_Data lines:_
▼▼▼

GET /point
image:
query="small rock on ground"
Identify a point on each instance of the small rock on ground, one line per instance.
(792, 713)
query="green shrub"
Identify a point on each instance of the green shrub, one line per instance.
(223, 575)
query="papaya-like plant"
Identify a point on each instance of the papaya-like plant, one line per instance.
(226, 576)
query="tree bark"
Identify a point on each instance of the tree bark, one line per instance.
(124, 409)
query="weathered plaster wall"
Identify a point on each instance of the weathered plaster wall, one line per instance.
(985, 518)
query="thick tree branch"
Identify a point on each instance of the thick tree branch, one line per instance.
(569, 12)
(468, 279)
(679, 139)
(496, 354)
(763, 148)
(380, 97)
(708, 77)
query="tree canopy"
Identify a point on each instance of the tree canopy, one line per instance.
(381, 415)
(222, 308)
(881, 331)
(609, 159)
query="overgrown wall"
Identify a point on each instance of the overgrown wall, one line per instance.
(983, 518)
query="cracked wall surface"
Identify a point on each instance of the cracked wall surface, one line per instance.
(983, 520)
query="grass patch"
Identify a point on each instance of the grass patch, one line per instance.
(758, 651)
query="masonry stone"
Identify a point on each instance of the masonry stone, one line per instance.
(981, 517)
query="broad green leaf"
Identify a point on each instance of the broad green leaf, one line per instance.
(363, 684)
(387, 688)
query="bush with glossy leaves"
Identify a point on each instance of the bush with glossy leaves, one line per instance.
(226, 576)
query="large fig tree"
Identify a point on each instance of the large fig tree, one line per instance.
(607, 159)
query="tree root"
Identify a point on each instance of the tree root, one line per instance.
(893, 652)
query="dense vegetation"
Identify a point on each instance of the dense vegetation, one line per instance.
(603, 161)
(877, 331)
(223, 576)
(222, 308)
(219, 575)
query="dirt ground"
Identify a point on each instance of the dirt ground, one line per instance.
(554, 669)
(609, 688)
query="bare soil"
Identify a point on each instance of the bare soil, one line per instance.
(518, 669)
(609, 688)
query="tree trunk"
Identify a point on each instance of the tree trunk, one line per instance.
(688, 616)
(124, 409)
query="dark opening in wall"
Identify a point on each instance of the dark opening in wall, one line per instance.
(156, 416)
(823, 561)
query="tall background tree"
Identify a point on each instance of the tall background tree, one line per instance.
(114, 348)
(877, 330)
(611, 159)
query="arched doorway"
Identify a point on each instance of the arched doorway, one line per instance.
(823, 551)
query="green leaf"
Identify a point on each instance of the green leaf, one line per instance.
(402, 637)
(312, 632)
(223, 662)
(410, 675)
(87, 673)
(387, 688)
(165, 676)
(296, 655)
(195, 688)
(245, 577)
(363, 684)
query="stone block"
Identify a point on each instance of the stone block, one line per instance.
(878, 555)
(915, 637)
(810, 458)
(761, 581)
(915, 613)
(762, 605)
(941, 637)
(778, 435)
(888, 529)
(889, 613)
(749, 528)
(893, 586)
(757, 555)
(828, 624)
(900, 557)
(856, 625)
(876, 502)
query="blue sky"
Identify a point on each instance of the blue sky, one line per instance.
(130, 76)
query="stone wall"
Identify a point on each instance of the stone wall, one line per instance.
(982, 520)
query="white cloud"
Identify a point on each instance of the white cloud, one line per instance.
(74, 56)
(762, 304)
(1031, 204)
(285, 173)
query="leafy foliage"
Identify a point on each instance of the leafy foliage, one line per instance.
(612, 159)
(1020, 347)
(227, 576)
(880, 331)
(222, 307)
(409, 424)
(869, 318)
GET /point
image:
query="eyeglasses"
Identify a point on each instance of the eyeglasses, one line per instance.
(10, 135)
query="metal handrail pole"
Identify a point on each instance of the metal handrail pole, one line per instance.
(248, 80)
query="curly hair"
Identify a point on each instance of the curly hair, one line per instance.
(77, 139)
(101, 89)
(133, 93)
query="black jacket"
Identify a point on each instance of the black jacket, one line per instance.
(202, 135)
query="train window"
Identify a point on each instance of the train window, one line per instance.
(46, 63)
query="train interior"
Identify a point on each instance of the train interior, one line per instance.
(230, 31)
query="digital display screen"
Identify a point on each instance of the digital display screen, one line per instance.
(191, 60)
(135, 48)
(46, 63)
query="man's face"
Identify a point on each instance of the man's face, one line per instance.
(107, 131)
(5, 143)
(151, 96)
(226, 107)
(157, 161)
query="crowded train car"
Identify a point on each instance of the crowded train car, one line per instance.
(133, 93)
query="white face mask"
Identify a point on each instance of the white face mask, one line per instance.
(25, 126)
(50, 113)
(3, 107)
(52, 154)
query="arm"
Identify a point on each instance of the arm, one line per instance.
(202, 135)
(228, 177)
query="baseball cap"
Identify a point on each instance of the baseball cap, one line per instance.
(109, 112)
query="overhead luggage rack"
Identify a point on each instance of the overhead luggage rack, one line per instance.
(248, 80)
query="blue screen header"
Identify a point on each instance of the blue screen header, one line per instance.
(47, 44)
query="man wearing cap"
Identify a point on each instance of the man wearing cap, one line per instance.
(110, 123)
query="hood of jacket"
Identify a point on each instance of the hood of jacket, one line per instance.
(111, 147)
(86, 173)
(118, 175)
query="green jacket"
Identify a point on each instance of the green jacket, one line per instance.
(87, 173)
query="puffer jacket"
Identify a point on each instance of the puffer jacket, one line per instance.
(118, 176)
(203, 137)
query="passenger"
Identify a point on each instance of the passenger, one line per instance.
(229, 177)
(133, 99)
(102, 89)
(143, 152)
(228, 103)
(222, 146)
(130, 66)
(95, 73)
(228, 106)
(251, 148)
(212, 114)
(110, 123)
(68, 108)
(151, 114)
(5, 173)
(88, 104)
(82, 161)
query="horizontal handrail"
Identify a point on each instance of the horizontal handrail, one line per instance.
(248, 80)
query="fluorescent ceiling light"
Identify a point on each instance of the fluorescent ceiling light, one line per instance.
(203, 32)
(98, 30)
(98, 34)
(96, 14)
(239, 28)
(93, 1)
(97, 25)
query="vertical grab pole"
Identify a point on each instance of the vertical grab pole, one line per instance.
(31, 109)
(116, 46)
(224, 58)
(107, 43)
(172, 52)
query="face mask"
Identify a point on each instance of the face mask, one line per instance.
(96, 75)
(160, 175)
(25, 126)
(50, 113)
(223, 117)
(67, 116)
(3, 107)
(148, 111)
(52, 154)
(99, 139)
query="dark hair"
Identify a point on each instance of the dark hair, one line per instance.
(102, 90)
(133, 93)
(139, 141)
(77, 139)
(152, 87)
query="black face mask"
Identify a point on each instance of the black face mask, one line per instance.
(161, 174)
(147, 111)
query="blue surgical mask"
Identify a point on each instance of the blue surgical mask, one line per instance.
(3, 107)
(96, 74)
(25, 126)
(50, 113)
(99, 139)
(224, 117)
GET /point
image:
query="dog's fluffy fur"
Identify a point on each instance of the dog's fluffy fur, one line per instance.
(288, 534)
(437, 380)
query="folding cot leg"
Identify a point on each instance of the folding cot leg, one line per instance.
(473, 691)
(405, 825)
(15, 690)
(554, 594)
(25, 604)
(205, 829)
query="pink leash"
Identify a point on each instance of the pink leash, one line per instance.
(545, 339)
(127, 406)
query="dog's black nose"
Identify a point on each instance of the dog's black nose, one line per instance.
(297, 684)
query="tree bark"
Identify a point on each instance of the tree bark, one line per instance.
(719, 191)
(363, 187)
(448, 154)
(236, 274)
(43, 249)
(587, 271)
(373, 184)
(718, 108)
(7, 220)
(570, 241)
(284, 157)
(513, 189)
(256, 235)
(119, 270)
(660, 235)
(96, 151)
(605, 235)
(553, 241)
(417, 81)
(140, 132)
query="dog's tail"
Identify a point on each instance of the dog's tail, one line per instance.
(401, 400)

▲▲▲

_Set exercise:_
Reproduce the complete set of lines precisely as supplied.

_Solution:_
GET /point
image:
query="small rock on ground"
Identify a point on each instance of the small rock on ground, one line per instance.
(792, 713)
query="green shrub"
Identify a point on each instance of the green shrub, one line per instance.
(223, 575)
query="papaya-like plant"
Identify a point on each instance of the papaya-like plant, one line per instance.
(226, 576)
query="tree bark"
Identify a point on each instance of the tree bark, one line per instance.
(124, 409)
query="weathered plaster wall"
Identify a point on each instance of the weathered plaster wall, one line per instance.
(985, 518)
query="thick tree branch"
Identify a point on each instance of the thick tree branch, one line per instance.
(569, 12)
(468, 279)
(679, 139)
(496, 354)
(763, 148)
(380, 97)
(708, 77)
query="tree canopy"
Identify a point on each instance of the tree canopy, one line per instance.
(381, 415)
(222, 308)
(881, 331)
(609, 159)
query="overgrown wall"
Identify a point on each instance of the overgrown wall, one line per instance.
(983, 518)
query="cracked wall surface"
Identify a point on each instance of the cracked wall surface, one line per instance.
(983, 520)
query="grass patch"
Identify a point on each instance of the grass patch, one line per instance.
(758, 651)
query="masonry stone"
Identify a point on each instance of the masonry stone, one line per instance.
(981, 517)
query="broad green leaf"
Identify a point on each instance of the broad green leaf, one line per instance.
(363, 684)
(387, 688)
query="bush with glossy leaves"
Identify a point on each instance of the bush with glossy leaves, one line per instance.
(226, 576)
query="large fig tree"
Identify a point on each instance of the large fig tree, one line per instance.
(607, 159)
query="tree root"
Identify a point on each instance of the tree root, one line per instance.
(893, 652)
query="dense vegetation"
Identify a point on each instance of the dense vegetation, one line per instance.
(603, 161)
(877, 331)
(223, 576)
(222, 308)
(219, 575)
query="dirt ground"
Identify a point on each instance of the dirt ground, one line per instance.
(554, 669)
(609, 688)
query="bare soil"
Identify a point on each instance of the bare soil, one line per instance.
(518, 669)
(609, 688)
query="tree trunk"
Identify a point on each instance of the tree trunk, one line per instance.
(688, 616)
(124, 409)
query="dark opening in wall"
Identify a point on each instance of the dark opening in wall, one line per instance.
(156, 416)
(823, 561)
query="tall background tree"
Identify a point on each instance of the tall background tree, one line per instance.
(114, 348)
(877, 330)
(611, 159)
query="arched doorway"
Identify a point on each instance of the arched doorway, one line per instance.
(823, 551)
query="green leaf"
Identify a point on each instance of the green leaf, one line per instance.
(402, 637)
(312, 632)
(223, 662)
(410, 675)
(87, 673)
(387, 688)
(165, 676)
(296, 655)
(195, 688)
(245, 577)
(363, 684)
query="stone block"
Identify a point on each instance of the stone block, one line per instance.
(878, 555)
(915, 637)
(810, 458)
(761, 581)
(915, 613)
(762, 605)
(941, 637)
(778, 435)
(888, 529)
(889, 613)
(749, 528)
(893, 586)
(757, 555)
(828, 624)
(900, 557)
(856, 625)
(876, 502)
query="blue sky"
Identify a point on each instance of the blue sky, one line per instance.
(130, 76)
query="stone wall"
Identify a point on each instance of the stone wall, one line per instance.
(982, 520)
query="white cloud"
Identify a point on each instance of the white cloud, one line per instance.
(74, 56)
(762, 304)
(1031, 204)
(285, 173)
query="leafy foliage"
Identify a point on each instance of the leafy foliage, one line per instance.
(612, 159)
(1020, 347)
(227, 576)
(880, 331)
(222, 307)
(409, 424)
(869, 318)
GET /point
image:
query="eyeglasses"
Identify a point on each instance of the eyeglasses, one line per instance.
(10, 135)
query="metal handrail pole"
Identify a point on each instance of the metal handrail pole, one line per instance.
(248, 80)
query="curly hair"
Identify a point on each instance of the curly hair, one line per instance.
(77, 139)
(101, 89)
(133, 93)
query="black jacket"
Identify a point on each instance of the black jacket, one line per instance.
(202, 135)
query="train window"
Identify a point on each instance of the train window, one line per instance.
(46, 63)
query="train interior"
Identify a point on each instance of the train interior, one line per instance.
(230, 31)
query="digital display screen"
Identify a point on each instance of the digital display screen, one line per instance.
(191, 60)
(135, 48)
(46, 63)
query="man's face"
Identify a point on each instance of the man's face, one line per instance.
(107, 131)
(5, 143)
(151, 96)
(226, 107)
(157, 161)
query="crowded train car"
Identify a point on each instance of the crowded train car, one line per instance.
(133, 93)
query="white face mask"
Identify a point on each instance of the white face mask, one line per instance.
(25, 126)
(50, 113)
(3, 107)
(52, 154)
query="arm"
Identify a point on each instance of the arm, one line per instance.
(202, 135)
(228, 177)
query="baseball cap"
Identify a point on each instance of the baseball cap, one line per instance.
(109, 112)
query="overhead luggage rack"
Identify a point on each instance of the overhead luggage rack, one line per instance.
(248, 80)
query="blue screen header"
Identify a point on each instance of the blue screen header, one line per instance.
(47, 44)
query="man wearing cap"
Identify a point on each instance of the man wearing cap, one line per instance.
(110, 123)
query="hood of jacket"
Identify a point on each instance of the hood of jacket, one line per instance.
(111, 147)
(86, 173)
(118, 175)
query="green jacket"
Identify a point on each instance of the green jacket, one line per instance.
(87, 173)
query="puffer jacket"
Identify a point on each instance of the puffer jacket, one line per instance.
(118, 176)
(203, 137)
query="passenger"
Identify a point on each instance of the passenger, one line per instance.
(229, 177)
(133, 99)
(102, 89)
(143, 152)
(228, 103)
(222, 146)
(130, 66)
(95, 73)
(228, 106)
(251, 148)
(212, 114)
(110, 123)
(68, 108)
(151, 114)
(5, 173)
(88, 104)
(82, 161)
query="horizontal handrail"
Identify a point on each instance of the horizontal handrail, one line per instance.
(248, 80)
query="fluorescent ceiling light"
Identify a point on each instance of the fluorescent ceiling light, one line per instance.
(203, 32)
(98, 30)
(98, 34)
(96, 14)
(239, 28)
(93, 1)
(97, 25)
query="vertical grab pole"
Identify a point on each instance of the vertical grab pole, one line per instance.
(31, 109)
(116, 46)
(224, 58)
(107, 43)
(172, 52)
query="face mask"
Identify a point on each instance of the face mask, one line per instance.
(96, 75)
(160, 175)
(25, 126)
(50, 113)
(223, 117)
(67, 116)
(3, 107)
(148, 111)
(52, 154)
(99, 139)
query="dark hair"
Identify a point on each instance of the dark hair, one line per instance.
(102, 90)
(133, 93)
(139, 141)
(77, 139)
(152, 87)
query="black face mask"
Identify a point on each instance of the black face mask, one line per instance.
(161, 174)
(147, 111)
query="blue surgical mask"
Identify a point on each instance of the blue surgical mask, one line per instance.
(3, 107)
(96, 74)
(25, 126)
(50, 113)
(99, 139)
(224, 117)
GET /point
image:
query="dog's fluffy fur"
Identify a point on each instance of the dog's fluffy fur, one line per instance.
(288, 534)
(437, 380)
query="folding cot leg"
Identify a point on each instance of the folding cot leg, one line per instance.
(473, 691)
(405, 825)
(15, 690)
(554, 594)
(25, 604)
(205, 829)
query="pink leash"
Identify a point on each instance of the pink leash, one line per instance.
(545, 339)
(127, 406)
query="dog's black nose"
Identify a point on each instance of the dog's black nose, one line per instance.
(297, 684)
query="tree bark"
Identify a point on each instance of the tree bark, one line per instance.
(719, 191)
(363, 187)
(448, 154)
(236, 274)
(43, 249)
(587, 271)
(373, 184)
(718, 108)
(7, 220)
(570, 241)
(284, 157)
(513, 189)
(256, 235)
(119, 270)
(660, 235)
(96, 151)
(605, 235)
(553, 241)
(417, 81)
(140, 132)
query="dog's tail"
Identify a point on each instance of the dog's tail, one line per instance.
(401, 400)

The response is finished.